Given problem → Quote the full listing word for word.

Supplied data →
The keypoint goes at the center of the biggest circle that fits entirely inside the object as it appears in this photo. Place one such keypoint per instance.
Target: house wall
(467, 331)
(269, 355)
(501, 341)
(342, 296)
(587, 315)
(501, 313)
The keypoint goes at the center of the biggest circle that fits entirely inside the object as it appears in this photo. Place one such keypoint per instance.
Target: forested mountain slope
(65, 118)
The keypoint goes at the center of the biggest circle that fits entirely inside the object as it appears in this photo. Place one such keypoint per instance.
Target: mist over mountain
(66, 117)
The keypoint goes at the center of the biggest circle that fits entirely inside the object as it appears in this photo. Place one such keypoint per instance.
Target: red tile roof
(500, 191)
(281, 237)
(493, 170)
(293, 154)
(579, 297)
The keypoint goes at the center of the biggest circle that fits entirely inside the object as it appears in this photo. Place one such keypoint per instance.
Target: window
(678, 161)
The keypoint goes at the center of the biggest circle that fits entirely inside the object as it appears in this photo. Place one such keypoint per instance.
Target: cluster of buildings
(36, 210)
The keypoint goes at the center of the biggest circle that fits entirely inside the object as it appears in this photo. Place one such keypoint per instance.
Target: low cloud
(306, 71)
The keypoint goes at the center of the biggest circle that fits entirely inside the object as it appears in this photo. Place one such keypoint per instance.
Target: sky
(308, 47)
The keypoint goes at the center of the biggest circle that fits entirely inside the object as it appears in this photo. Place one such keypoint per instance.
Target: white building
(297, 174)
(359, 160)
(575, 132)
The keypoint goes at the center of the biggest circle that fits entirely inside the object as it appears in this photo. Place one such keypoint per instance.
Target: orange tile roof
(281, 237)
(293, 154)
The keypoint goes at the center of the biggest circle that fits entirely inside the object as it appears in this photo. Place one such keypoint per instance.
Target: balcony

Answer in full →
The keypoint goes at the center of the biggest circle that fits entirely inside the object as it appears in this photo. Place one such keypoint per instance.
Target: house wall
(467, 331)
(269, 355)
(501, 341)
(342, 296)
(587, 315)
(501, 313)
The keypoint goes at the center of the biggest circle that fits entirely inside the object as it appears in this photo. Place one such keypoint per instance.
Target: forested mountain slope
(65, 118)
The keypoint goes at the center of the biggest circle that fits entirely inside the object as it appears in this photo. Place one such keypoint per instance.
Target: mist over mountain
(66, 117)
The keypoint goes at the center of the biggest circle that fits entirely inside the object as it appears in this photo. Place one such keypoint per instance.
Target: red tile roof
(500, 191)
(281, 237)
(493, 170)
(293, 154)
(579, 297)
The keypoint goes at the center of the biggest circle that fits entirely inside the object as it appears in this photo. Place one such keypoint per instance.
Target: window
(678, 161)
The keypoint goes at the center of the biggest circle that fits entirely inside the object as it appears in this photo. Place one such keypoint per instance.
Target: cluster of buildings
(36, 210)
The keypoint goes at the center of the biggest circle that fits entirely inside the object as it appears in this photo. Place one such keypoint per instance.
Target: low cloud
(306, 71)
The keypoint goes at the center of the biggest circle that fits entirely inside the object as it appears in this photo. Place one such keypoint per instance.
Target: sky
(308, 47)
The keypoint goes at the center of the biggest circle that fits entirely inside the object as it appears in this photo. Place one such keypoint per instance.
Target: white building
(297, 174)
(359, 160)
(575, 132)
The keypoint goes at the center of the biggest circle that fits entirely inside the object as it appears in this photo. Place one such keypoint per instance.
Target: orange tile roof
(281, 237)
(293, 154)
The keypoint goes at the center of the biggest circle that fits entirely inside the object as it appears in this photo. Place one such keypoint per instance.
Target: balcony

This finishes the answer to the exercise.